Exercise goal:
Can you quote the records below in full, word for word?

Rows from a pointing dataset:
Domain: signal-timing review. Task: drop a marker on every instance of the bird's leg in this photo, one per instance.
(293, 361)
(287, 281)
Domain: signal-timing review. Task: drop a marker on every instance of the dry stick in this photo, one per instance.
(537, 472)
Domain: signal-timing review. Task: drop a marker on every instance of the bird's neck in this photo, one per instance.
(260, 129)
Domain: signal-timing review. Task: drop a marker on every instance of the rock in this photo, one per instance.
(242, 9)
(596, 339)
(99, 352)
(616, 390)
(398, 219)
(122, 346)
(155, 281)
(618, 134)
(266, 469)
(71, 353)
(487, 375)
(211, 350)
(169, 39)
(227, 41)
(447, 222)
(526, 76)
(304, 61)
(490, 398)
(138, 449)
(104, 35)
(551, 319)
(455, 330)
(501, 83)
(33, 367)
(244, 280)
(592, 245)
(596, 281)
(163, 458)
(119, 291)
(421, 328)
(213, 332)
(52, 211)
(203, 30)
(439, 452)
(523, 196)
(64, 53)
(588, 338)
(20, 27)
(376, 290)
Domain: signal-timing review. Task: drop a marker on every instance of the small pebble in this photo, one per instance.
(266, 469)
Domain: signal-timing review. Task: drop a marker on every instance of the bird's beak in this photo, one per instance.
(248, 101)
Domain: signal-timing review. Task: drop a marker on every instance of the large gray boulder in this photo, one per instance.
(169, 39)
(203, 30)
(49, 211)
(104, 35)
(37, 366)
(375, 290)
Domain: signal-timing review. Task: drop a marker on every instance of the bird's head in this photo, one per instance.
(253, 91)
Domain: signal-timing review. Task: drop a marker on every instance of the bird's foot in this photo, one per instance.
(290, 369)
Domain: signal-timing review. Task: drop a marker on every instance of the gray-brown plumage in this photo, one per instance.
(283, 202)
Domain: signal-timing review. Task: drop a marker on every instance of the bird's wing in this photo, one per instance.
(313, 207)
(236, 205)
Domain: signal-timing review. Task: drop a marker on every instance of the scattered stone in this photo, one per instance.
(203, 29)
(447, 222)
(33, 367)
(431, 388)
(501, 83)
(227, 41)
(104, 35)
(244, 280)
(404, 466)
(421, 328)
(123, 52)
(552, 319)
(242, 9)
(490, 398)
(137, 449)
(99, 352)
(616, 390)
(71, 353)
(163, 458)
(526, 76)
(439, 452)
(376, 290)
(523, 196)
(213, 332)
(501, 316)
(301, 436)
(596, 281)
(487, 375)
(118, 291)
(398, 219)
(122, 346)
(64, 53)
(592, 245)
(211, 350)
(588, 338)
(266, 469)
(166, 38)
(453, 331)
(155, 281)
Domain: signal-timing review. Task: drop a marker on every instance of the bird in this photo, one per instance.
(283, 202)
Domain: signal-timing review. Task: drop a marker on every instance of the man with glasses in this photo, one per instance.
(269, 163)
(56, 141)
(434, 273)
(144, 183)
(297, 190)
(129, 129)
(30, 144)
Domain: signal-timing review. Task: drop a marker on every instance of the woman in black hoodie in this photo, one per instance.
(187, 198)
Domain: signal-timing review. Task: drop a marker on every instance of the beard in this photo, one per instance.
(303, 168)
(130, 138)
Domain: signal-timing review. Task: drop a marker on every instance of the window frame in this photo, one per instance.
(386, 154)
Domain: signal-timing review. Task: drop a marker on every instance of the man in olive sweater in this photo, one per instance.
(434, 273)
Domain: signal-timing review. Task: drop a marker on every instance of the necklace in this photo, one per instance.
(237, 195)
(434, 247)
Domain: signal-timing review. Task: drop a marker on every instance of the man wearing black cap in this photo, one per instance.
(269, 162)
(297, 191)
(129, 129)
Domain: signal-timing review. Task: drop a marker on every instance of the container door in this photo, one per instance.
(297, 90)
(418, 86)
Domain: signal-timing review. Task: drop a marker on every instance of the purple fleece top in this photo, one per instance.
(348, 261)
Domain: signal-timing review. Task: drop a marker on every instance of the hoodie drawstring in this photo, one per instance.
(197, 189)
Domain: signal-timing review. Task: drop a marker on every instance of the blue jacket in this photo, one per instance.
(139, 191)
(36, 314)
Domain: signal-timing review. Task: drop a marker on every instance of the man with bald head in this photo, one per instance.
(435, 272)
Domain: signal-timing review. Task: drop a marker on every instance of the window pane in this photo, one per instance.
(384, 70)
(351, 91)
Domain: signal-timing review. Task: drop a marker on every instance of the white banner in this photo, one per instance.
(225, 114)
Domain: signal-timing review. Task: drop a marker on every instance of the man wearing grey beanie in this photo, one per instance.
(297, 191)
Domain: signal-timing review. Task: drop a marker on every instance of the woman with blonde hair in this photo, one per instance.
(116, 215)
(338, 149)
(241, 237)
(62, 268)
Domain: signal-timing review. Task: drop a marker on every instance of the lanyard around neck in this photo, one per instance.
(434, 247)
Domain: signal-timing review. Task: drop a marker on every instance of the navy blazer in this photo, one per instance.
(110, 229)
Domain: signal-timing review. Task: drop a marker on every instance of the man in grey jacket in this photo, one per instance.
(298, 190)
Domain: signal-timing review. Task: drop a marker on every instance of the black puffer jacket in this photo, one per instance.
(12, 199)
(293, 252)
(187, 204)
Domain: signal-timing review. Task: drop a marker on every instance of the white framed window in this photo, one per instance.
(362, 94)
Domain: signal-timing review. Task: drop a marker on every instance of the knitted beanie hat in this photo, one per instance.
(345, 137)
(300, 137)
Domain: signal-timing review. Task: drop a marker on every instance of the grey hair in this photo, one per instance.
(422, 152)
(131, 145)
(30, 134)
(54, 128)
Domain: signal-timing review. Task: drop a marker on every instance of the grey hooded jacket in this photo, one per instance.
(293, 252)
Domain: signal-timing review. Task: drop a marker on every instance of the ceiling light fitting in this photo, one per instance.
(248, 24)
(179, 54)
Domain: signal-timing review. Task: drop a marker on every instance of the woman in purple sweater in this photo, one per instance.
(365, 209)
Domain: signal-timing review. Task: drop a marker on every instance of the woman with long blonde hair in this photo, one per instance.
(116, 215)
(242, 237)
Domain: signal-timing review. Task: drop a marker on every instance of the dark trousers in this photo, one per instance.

Finished task:
Domain: signal-timing review. Task: drop a marker on every instance of the bird's leg in this photo, one per instance.
(293, 361)
(287, 281)
Domain: signal-timing review. Task: drop a marker on every instance of the dry stick in this photo, one per instance.
(537, 472)
Domain: signal-timing review. Task: drop a marker on every instance of the bird's neck in this photo, one per instance.
(260, 129)
Domain: signal-timing review. Task: drop a marker on every instance of the rock in this photo, one per instance.
(242, 9)
(596, 339)
(99, 352)
(616, 390)
(398, 219)
(122, 346)
(155, 281)
(618, 134)
(266, 469)
(71, 353)
(487, 375)
(211, 350)
(169, 39)
(227, 41)
(447, 222)
(526, 76)
(304, 61)
(490, 398)
(138, 449)
(104, 35)
(551, 319)
(455, 330)
(501, 83)
(33, 367)
(244, 280)
(592, 245)
(596, 281)
(163, 458)
(119, 291)
(421, 328)
(213, 332)
(52, 211)
(203, 30)
(439, 452)
(523, 196)
(64, 53)
(588, 338)
(20, 27)
(376, 290)
Domain: signal-timing review. Task: drop a marker on every instance of the small pebble in this photo, one per instance.
(266, 469)
Domain: signal-timing review. Task: drop a marker on every instance of the bird's beak in this photo, one per instance.
(248, 101)
Domain: signal-timing review. Task: drop a marker on every instance of the large gray boulder in this photo, one per instance.
(169, 39)
(203, 30)
(49, 211)
(104, 35)
(37, 366)
(375, 290)
Domain: signal-timing review. Task: drop a marker on every instance of the bird's head in this photo, one per instance.
(253, 91)
Domain: signal-timing review. Task: drop a marker on every instance of the bird's foot in this photo, one per instance.
(290, 369)
Domain: signal-timing review. Task: drop a marker on every instance of the gray-brown plumage in this photo, one per instance.
(283, 202)
Domain: signal-timing review. Task: drop a marker on every instance of the bird's wing in this photo, one per instance.
(313, 207)
(236, 205)
Domain: signal-timing review. Task: drop a marker on every instance of the scattered stone in this photo, one per instance.
(203, 29)
(447, 222)
(33, 367)
(431, 388)
(501, 83)
(227, 41)
(104, 35)
(244, 280)
(404, 466)
(421, 328)
(123, 52)
(552, 319)
(242, 9)
(490, 398)
(137, 449)
(99, 352)
(616, 390)
(71, 353)
(163, 458)
(526, 76)
(439, 452)
(376, 290)
(523, 196)
(213, 332)
(501, 316)
(301, 436)
(596, 281)
(487, 375)
(118, 291)
(398, 219)
(122, 346)
(64, 53)
(592, 245)
(211, 350)
(588, 338)
(266, 469)
(166, 38)
(453, 331)
(155, 281)
Domain: signal-timing review. Task: drop a marker on every instance of the bird in this photo, one per instance.
(283, 202)
Domain: signal-timing review. Task: drop a marker on every instance of the man with glasses in this photo, one per instance.
(269, 163)
(56, 141)
(434, 273)
(144, 183)
(297, 190)
(129, 129)
(30, 144)
Domain: signal-timing review. Task: drop a marker on every instance of the woman in black hoodie in this photo, one per instance.
(187, 198)
Domain: signal-timing review. Task: drop a marker on every instance of the beard in this photo, one per instance.
(303, 168)
(130, 138)
Domain: signal-timing review. Task: drop a marker on every instance of the window frame in this photo, one per instance.
(386, 154)
Domain: signal-timing review. Task: drop a marker on every instance of the man in olive sweater in this photo, one per instance.
(434, 273)
Domain: signal-timing review. Task: drop a marker on every instance of the necklace in this photo, one per instance.
(237, 195)
(434, 247)
Domain: signal-timing review. Task: drop a marker on every instance of the man wearing black cap in this photo, one per instance.
(269, 162)
(297, 191)
(129, 129)
Domain: signal-timing review. Task: drop a marker on every instance of the container door in this photo, one per instance.
(297, 90)
(418, 86)
Domain: signal-timing review. Task: drop a marker on every instance of the purple fleece top in this photo, one per instance.
(348, 261)
Domain: signal-timing review. Task: drop a marker on every instance of the hoodie drawstring in this photo, one per instance.
(197, 189)
Domain: signal-timing review. Task: drop a marker on every instance of the blue jacket in this photo, one per instance.
(139, 191)
(36, 314)
Domain: signal-timing review. Task: drop a marker on every instance of the man with bald head in this photo, one per instance.
(435, 272)
Domain: signal-timing review. Task: drop a marker on every instance of the window pane in this photo, one per instance.
(384, 70)
(351, 91)
Domain: signal-timing review. Task: drop a marker on every instance of the white banner in this photo, one per instance.
(225, 114)
Domain: signal-timing review. Task: drop a marker on every instance of the man wearing grey beanie in this photo, one per instance.
(297, 191)
Domain: signal-timing review. Task: drop a marker on every instance of the woman with blonde hair in this photo, one per instance.
(116, 215)
(338, 149)
(241, 237)
(62, 268)
Domain: signal-timing review. Task: drop a marker on every instance of the lanyard around neck in this photo, one per instance.
(434, 247)
Domain: signal-timing review. Task: drop a marker on every instance of the navy blazer in this photo, one per instance.
(110, 229)
Domain: signal-timing review. Task: drop a marker on every instance of the man in grey jacket in this photo, one per instance.
(298, 190)
Domain: signal-timing review. Task: drop a marker on every instance of the black puffer jacket in this photo, one per instance.
(12, 199)
(293, 252)
(187, 204)
Domain: signal-timing review. Task: drop a marker on every instance of the white framed window in this photo, one per instance.
(362, 94)
Domain: signal-timing review. Task: drop a marker on every instance of the knitted beanie hat in this photo, one per instance.
(345, 137)
(300, 137)
Domain: signal-timing review. Task: drop a marker on every instance of the grey hair in this photo, one per instance.
(422, 152)
(131, 145)
(30, 134)
(54, 128)
Domain: signal-timing review. Task: drop a marker on every instance of the grey hooded jacket in this photo, one per instance.
(293, 252)
Domain: signal-timing review. Task: drop a marker on every instance of the ceiling light fitting in this photo, one per instance.
(248, 24)
(179, 54)
Domain: signal-timing review. Task: drop a marker on every instance of the woman in purple sweater in this photo, one per instance.
(365, 209)
Domain: signal-timing review. Task: drop a marker on every instance of the woman with long blonde hair in this photo, one per instance.
(116, 215)
(242, 237)
Domain: signal-timing review. Task: drop a marker on every instance of the dark trousers in this photo, one per instance.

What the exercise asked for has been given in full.